» **EXTRACT PROVIDED**
Like many people, I am fascinated with Greta Thunberg’s meteoric rise. For me, her appeal is not to do with her environmental campaign: it’s because she is a well-known figure on the autistic spectrum. Like Greta, I have Asperger Syndrome. I was diagnosed when I was a young teenager in 2002, before Greta was born.
While I admit that I have mixed feelings about Greta Thunberg, I find the hatred she engenders disturbing. Some of Thunberg’s detractors on social media say she is ‘mentally unstable’, ‘used by others’ and ‘fragile’. This taps into the dangerous stereotype that people with her condition are incapable of being autonomous individuals who can make their own decisions. Everyone on the autistic spectrum is different and many people with autism live with mental-health challenges. Greta is not that extraordinary if you know people on the spectrum. Most people on the autistic spectrum have issues such as sensory overload or trouble communicating certain emotions. It’s perhaps a good thing that because of Greta people are less inclined to make ‘Rain man’ generalizations.
On the other hand, I find the cult surrounding Greta quite nauseating. She is treated like a mascot. And Greta herself is probably doing some damage to her cause. First of all, she is very dogmatic in her approach and her rather sour preaching is not a good way to win over those who aren’t converted. As the old saying goes, ‘you catch more bees with honey than vinegar.’ I think Greta is turning off people who are not 100 percent responsive to her message and who are not completely converted to her cause. Then of course there is the double-standards of her publicity stunts: yes she crossed the Atlantic in a sailboat to reduce carbon emissions, but of course the crew returned by a carbon-spewing commercial aircraft.
I’m happy that an Asperger’s sufferer is getting so much attention. But I fear that, instead of saving the planet, in the end Greta will be dismissed as just another eccentric teenager who has weird passions, as I did at her age.

» **DATA**
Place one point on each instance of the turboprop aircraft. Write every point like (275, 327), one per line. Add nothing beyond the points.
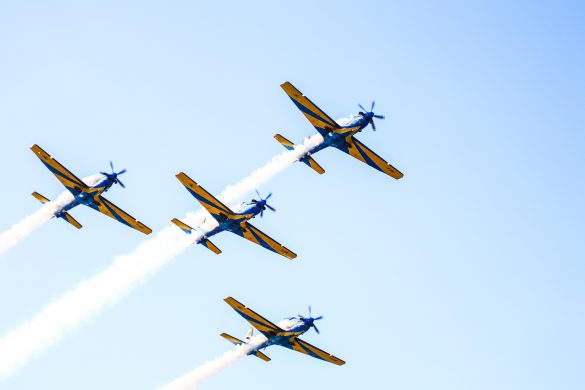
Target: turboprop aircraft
(229, 220)
(339, 134)
(86, 194)
(275, 335)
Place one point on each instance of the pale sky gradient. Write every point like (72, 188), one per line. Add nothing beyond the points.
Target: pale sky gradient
(466, 274)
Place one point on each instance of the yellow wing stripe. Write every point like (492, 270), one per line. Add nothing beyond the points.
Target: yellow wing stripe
(257, 321)
(211, 204)
(362, 153)
(256, 236)
(106, 207)
(68, 179)
(308, 349)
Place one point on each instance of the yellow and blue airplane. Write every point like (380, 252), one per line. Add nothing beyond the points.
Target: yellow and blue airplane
(275, 335)
(88, 195)
(340, 134)
(228, 220)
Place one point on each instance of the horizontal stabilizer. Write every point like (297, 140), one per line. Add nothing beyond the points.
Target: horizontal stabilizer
(40, 198)
(210, 245)
(313, 164)
(237, 341)
(284, 142)
(232, 339)
(183, 226)
(261, 356)
(66, 216)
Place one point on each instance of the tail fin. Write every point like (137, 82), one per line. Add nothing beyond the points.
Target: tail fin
(40, 198)
(64, 215)
(311, 163)
(237, 341)
(183, 226)
(210, 245)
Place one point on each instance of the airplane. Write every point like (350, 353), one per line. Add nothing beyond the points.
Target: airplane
(229, 220)
(288, 338)
(85, 194)
(338, 134)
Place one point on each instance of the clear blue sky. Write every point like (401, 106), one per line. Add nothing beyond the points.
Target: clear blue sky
(466, 274)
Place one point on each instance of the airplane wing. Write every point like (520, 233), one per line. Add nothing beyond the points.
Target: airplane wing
(249, 232)
(361, 152)
(321, 121)
(106, 207)
(264, 326)
(308, 349)
(68, 179)
(217, 209)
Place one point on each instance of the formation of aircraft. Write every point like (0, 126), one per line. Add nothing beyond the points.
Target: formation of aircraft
(338, 134)
(275, 335)
(231, 221)
(88, 195)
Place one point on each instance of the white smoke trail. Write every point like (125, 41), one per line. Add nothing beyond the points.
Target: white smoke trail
(128, 271)
(27, 225)
(192, 379)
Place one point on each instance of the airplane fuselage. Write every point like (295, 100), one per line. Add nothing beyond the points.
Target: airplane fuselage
(87, 198)
(349, 126)
(234, 224)
(283, 339)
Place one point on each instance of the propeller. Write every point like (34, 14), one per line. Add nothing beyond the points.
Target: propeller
(309, 320)
(114, 175)
(262, 203)
(370, 115)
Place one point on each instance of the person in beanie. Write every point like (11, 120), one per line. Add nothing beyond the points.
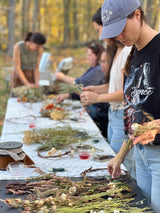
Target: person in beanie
(125, 21)
(26, 59)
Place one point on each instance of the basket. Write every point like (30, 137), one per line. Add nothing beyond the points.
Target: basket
(12, 152)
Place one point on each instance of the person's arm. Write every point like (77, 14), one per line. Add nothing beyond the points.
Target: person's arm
(17, 66)
(115, 163)
(149, 136)
(88, 98)
(36, 69)
(100, 89)
(62, 77)
(60, 98)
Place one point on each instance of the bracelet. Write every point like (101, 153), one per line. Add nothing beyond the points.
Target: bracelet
(157, 139)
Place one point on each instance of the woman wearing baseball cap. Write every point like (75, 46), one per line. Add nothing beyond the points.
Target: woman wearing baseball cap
(126, 22)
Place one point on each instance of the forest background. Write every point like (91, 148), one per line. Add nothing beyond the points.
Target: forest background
(67, 25)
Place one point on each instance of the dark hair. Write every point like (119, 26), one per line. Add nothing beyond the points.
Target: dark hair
(97, 49)
(36, 37)
(130, 56)
(97, 17)
(110, 52)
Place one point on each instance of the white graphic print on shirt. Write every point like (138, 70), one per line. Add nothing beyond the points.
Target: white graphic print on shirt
(137, 89)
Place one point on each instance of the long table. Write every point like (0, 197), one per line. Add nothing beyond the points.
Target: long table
(20, 115)
(18, 118)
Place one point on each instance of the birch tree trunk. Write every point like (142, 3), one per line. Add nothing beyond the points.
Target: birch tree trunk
(11, 26)
(35, 15)
(25, 16)
(66, 40)
(75, 22)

» **DIRECTIONS FOR THIS TASK**
In the piece about Greta Thunberg, what year was the writer diagnosed with Asperger Syndrome? The items come from a different source than the piece about Greta Thunberg.

» **YOUR RESPONSE**
2002